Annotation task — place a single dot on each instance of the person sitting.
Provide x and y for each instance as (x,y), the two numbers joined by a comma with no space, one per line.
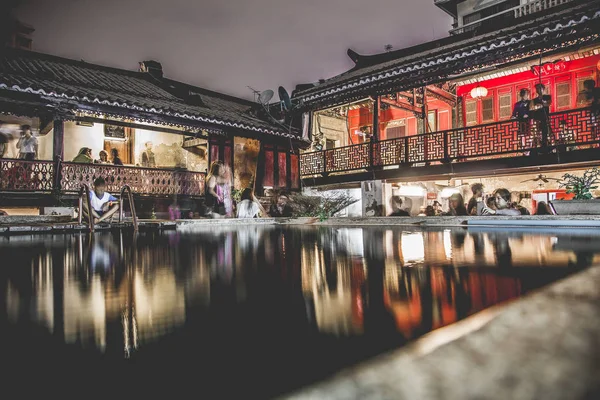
(477,190)
(281,208)
(503,204)
(429,211)
(104,205)
(397,210)
(457,206)
(543,209)
(84,156)
(437,207)
(103,158)
(248,207)
(148,158)
(115,155)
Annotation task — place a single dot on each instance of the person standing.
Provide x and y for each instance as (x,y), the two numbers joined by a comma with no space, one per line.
(116,158)
(477,190)
(84,156)
(541,113)
(248,207)
(148,159)
(27,144)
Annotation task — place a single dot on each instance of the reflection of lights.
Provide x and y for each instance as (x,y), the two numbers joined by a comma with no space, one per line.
(413,247)
(447,244)
(412,191)
(447,192)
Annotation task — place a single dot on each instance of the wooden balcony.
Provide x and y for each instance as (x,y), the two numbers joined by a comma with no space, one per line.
(66,178)
(569,130)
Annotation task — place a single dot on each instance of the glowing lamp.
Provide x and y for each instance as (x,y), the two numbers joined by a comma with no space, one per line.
(478,92)
(447,192)
(412,191)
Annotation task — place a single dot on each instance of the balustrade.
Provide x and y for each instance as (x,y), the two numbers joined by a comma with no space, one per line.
(39,176)
(26,176)
(571,129)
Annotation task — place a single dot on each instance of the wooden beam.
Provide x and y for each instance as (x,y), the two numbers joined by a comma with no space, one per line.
(441,93)
(402,104)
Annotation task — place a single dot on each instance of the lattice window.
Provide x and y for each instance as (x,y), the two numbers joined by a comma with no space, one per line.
(395,132)
(563,95)
(471,112)
(487,109)
(505,102)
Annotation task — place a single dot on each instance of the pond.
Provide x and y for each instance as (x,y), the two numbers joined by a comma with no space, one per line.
(252,311)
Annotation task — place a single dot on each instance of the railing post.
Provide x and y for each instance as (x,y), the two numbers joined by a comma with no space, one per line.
(446,150)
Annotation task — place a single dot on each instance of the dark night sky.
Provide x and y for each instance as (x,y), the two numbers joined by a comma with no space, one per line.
(225,45)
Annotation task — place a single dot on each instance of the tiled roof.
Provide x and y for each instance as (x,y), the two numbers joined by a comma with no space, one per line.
(548,33)
(61,78)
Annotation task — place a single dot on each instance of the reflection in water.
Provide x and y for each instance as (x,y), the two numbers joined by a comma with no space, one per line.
(118,294)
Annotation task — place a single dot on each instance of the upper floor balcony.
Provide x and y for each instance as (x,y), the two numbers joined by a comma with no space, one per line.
(570,130)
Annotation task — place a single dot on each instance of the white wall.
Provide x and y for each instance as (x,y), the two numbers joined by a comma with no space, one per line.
(77,136)
(167,151)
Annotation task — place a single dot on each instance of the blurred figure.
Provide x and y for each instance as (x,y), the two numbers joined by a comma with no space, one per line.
(104,205)
(504,206)
(27,144)
(115,157)
(457,206)
(397,210)
(543,209)
(437,206)
(148,159)
(84,156)
(103,158)
(248,207)
(280,207)
(214,196)
(477,190)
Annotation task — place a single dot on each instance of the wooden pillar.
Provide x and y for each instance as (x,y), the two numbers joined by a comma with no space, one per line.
(58,144)
(376,108)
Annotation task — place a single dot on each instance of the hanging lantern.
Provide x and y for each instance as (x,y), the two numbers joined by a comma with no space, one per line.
(478,92)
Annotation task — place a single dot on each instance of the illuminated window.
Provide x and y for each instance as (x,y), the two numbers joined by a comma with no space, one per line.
(471,107)
(505,102)
(563,95)
(487,109)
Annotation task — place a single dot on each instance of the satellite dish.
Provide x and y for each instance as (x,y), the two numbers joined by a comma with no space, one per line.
(265,97)
(285,98)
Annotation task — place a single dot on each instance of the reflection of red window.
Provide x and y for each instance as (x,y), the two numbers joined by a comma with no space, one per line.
(282,169)
(294,171)
(268,179)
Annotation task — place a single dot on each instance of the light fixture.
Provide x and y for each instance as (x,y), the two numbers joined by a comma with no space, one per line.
(412,191)
(447,192)
(478,92)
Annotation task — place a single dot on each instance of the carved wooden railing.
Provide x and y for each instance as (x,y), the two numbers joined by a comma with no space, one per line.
(26,176)
(567,130)
(144,181)
(534,6)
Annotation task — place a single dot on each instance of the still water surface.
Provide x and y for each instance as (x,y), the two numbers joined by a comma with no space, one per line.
(251,311)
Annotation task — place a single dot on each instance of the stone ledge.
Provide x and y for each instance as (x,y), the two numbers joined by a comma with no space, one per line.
(544,346)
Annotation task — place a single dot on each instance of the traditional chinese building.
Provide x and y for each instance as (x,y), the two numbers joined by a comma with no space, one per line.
(73,104)
(439,113)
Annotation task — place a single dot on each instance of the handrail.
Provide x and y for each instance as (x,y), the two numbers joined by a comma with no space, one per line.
(126,188)
(85,190)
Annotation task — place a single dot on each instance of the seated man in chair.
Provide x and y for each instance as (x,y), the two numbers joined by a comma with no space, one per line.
(104,205)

What you are asked to do
Render every line of the rows above as a Markdown table with the columns Line No. and Content. Skip blank lines and leave the pictures out.

Solution to this task
| Line No. | Content |
|---|---|
| 1 | Annotation task — place a single dot on each instance of the person sitting. |
| 2 | Provide x and y for each instance as (x,y), the two numbers joined by a comma with no space, one per line. |
| 3 | (477,190) |
| 4 | (281,208) |
| 5 | (503,204) |
| 6 | (429,211) |
| 7 | (104,205) |
| 8 | (397,210) |
| 9 | (457,206) |
| 10 | (543,209) |
| 11 | (84,156) |
| 12 | (437,207) |
| 13 | (103,158) |
| 14 | (248,207) |
| 15 | (148,158) |
| 16 | (115,155) |
| 17 | Annotation task — place a single dot on each instance of the person standing. |
| 18 | Provide x and y for each instance as (x,y), the two numbers joined by a comma with no space, one per line. |
| 19 | (116,158) |
| 20 | (477,190) |
| 21 | (84,156) |
| 22 | (541,113) |
| 23 | (248,207) |
| 24 | (148,159) |
| 25 | (27,144) |
| 26 | Annotation task — place a single dot on each instance of the reflection of lights. |
| 27 | Provide x and y for each instance as (x,y), the two numbers joined by a comma with no space, one per line. |
| 28 | (413,247) |
| 29 | (447,244) |
| 30 | (412,191) |
| 31 | (447,192) |
| 32 | Annotation task — place a single dot on each instance of the wooden balcony. |
| 33 | Provide x and y for each instance as (x,y), the two numbers joined by a comma with no space, one per line. |
| 34 | (66,178) |
| 35 | (569,130) |
| 36 | Annotation task — place a single dot on each instance of the glowing lamp. |
| 37 | Provide x and y for each instance as (x,y), the two numbers joined by a comma with no space, one per line. |
| 38 | (478,92) |
| 39 | (447,192) |
| 40 | (412,191) |
| 41 | Annotation task — place a single dot on each instance of the balustrade. |
| 42 | Provide x and y for each instance as (x,y), the two numbers joined by a comma with no space, one per line. |
| 43 | (39,176) |
| 44 | (26,176) |
| 45 | (571,129) |
| 46 | Annotation task — place a single dot on each instance of the wooden beam. |
| 47 | Provide x and y for each instance as (x,y), the two numbers joined by a comma with no space, one per line. |
| 48 | (441,93) |
| 49 | (402,104) |
| 50 | Annotation task — place a single dot on each instance of the lattice window. |
| 51 | Provide x and y for each instance as (x,y), the two numbers joined by a comma with no space, one per line. |
| 52 | (395,132) |
| 53 | (563,95) |
| 54 | (471,112) |
| 55 | (487,109) |
| 56 | (505,102) |
| 57 | Annotation task — place a single dot on each instance of the pond. |
| 58 | Provide x and y for each instance as (x,y), the two numbers joined by a comma with no space, one per line. |
| 59 | (252,311) |
| 60 | Annotation task — place a single dot on each instance of the railing post. |
| 61 | Provide x and y for each instance as (x,y), the two numbers joined by a comma with no space, one per line. |
| 62 | (446,150) |
| 63 | Annotation task — place a single dot on each instance of the dark night sky. |
| 64 | Provide x and y for each instance as (x,y), the two numbers joined by a comma with no space, one per line. |
| 65 | (225,45) |
| 66 | Annotation task — place a single dot on each instance of the tiled roof. |
| 67 | Provide x and y for each instance as (x,y), the two numbers joined by a comma with no space, one per line. |
| 68 | (548,33) |
| 69 | (61,78) |
| 70 | Annotation task — place a single dot on each instance of the reflection in water. |
| 71 | Provide x and y for each instance as (x,y), the two numbers joined by a comma with no space, one per line. |
| 72 | (118,294) |
| 73 | Annotation task — place a single dot on each instance of the upper floor balcony. |
| 74 | Provide x and y for each instance as (x,y), the two numbers joined by a comma with no space, one per line. |
| 75 | (570,130) |
| 76 | Annotation task — place a single dot on each instance of the white wall. |
| 77 | Provide x and y for each instance as (x,y), the two numbers joined by a comma with no space, one per line. |
| 78 | (77,136) |
| 79 | (167,151) |
| 80 | Annotation task — place a single dot on each instance of the blurred figure. |
| 81 | Provide x and y for each instance as (x,y), the two numbers joined by a comma with no space, one per line. |
| 82 | (104,205) |
| 83 | (504,206) |
| 84 | (27,144) |
| 85 | (115,157) |
| 86 | (457,206) |
| 87 | (397,210) |
| 88 | (543,209) |
| 89 | (437,206) |
| 90 | (148,159) |
| 91 | (84,156) |
| 92 | (103,158) |
| 93 | (248,207) |
| 94 | (280,207) |
| 95 | (214,196) |
| 96 | (477,190) |
| 97 | Annotation task — place a single dot on each instance of the wooden pillar. |
| 98 | Provide x and y for each instance as (x,y), the two numbers joined by a comma with no space, one per line. |
| 99 | (58,144) |
| 100 | (376,108) |
| 101 | Annotation task — place a single dot on each instance of the hanging lantern. |
| 102 | Provide x and y for each instance as (x,y), the two numbers joined by a comma with no space, one per line. |
| 103 | (478,92) |
| 104 | Annotation task — place a single dot on each instance of the illuminated window. |
| 105 | Provide x and y for each instance as (x,y), the two numbers joined by a comma with no space, one per line. |
| 106 | (471,107) |
| 107 | (505,102) |
| 108 | (563,95) |
| 109 | (487,109) |
| 110 | Annotation task — place a single dot on each instance of the satellite dish. |
| 111 | Provide x and y for each instance as (x,y), the two numbers joined by a comma with no space, one per line. |
| 112 | (265,97) |
| 113 | (285,98) |
| 114 | Annotation task — place a single dot on each instance of the reflection of red window. |
| 115 | Provide x and y for each instance as (x,y), the two numbers joined by a comma with no space, one per line. |
| 116 | (282,169) |
| 117 | (294,171) |
| 118 | (268,179) |
| 119 | Annotation task — place a single dot on each instance of the light fixture. |
| 120 | Provide x and y for each instance as (x,y), the two numbers joined by a comma with no space, one per line. |
| 121 | (412,191) |
| 122 | (447,192) |
| 123 | (478,92) |
| 124 | Annotation task — place a single dot on each instance of the carved wooden railing. |
| 125 | Provide x and y for each instance as (x,y), the two numbers joined by a comma with no space, one per line. |
| 126 | (26,176) |
| 127 | (567,130) |
| 128 | (144,181) |
| 129 | (534,6) |
| 130 | Annotation task — place a single dot on each instance of the still water surface. |
| 131 | Provide x and y for each instance as (x,y), the two numbers joined by a comma with no space, one per line. |
| 132 | (251,311) |
| 133 | Annotation task — place a single dot on each instance of the stone ledge. |
| 134 | Provide x and y for each instance as (x,y), the two numbers joined by a comma with no space, one per line. |
| 135 | (544,346) |
| 136 | Annotation task — place a single dot on each instance of the traditional chinese building. |
| 137 | Provide x and y for each instance as (x,y), the two numbers joined by a comma with no space, one per line. |
| 138 | (73,104) |
| 139 | (439,113) |
| 140 | Annotation task — place a single dot on each instance of the handrail. |
| 141 | Provide x and y for each instance as (x,y), the two numbers joined by a comma with no space, one per line. |
| 142 | (126,188) |
| 143 | (85,190) |
| 144 | Annotation task — place a single dot on each instance of the seated man in chair. |
| 145 | Provide x and y for each instance as (x,y), the two numbers joined by a comma with no space, one per line. |
| 146 | (104,205) |